Begin at the line of the listing below that has "on the paper" and stop after the last line of the listing. Rewrite those lines, requests included, adding 136 to every x and y coordinate in the answers and leaving the numbers in the requests unchanged.
— Begin Extracted records —
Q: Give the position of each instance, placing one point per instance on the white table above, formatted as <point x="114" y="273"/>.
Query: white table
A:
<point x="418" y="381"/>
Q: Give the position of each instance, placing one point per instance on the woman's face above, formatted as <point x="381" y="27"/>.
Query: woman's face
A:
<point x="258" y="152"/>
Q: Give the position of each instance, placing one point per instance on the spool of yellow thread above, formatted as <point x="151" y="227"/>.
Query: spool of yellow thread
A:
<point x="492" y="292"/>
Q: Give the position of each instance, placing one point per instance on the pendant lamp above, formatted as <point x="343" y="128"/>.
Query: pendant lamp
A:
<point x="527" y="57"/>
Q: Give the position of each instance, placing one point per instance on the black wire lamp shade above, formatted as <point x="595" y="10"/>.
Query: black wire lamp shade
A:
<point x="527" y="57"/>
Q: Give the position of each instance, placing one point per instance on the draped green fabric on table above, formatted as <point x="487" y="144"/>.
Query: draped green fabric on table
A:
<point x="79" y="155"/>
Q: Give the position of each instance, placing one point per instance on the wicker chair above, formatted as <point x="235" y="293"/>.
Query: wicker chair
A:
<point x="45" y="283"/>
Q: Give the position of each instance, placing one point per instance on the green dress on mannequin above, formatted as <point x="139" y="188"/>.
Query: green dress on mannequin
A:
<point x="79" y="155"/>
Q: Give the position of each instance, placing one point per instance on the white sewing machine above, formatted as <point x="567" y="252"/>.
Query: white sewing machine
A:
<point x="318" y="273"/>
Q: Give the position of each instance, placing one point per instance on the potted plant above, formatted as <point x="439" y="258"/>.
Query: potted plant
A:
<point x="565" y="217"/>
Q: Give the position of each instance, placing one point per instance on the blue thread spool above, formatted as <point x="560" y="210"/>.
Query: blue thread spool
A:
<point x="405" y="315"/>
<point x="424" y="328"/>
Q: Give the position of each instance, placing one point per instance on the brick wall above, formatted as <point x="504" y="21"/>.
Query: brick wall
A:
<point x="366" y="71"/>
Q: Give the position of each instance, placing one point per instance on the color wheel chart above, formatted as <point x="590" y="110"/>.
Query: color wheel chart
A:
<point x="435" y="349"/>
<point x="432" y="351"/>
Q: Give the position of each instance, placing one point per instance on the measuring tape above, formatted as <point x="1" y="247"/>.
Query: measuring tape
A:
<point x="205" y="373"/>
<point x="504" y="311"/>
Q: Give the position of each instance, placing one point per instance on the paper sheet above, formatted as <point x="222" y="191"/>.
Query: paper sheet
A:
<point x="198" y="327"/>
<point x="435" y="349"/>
— End Extracted records —
## Reply to the task
Q: Give the position of each instance, placing one point per instance on the paper sheet above, formatted as <point x="222" y="191"/>.
Query: paper sheet
A:
<point x="334" y="463"/>
<point x="571" y="485"/>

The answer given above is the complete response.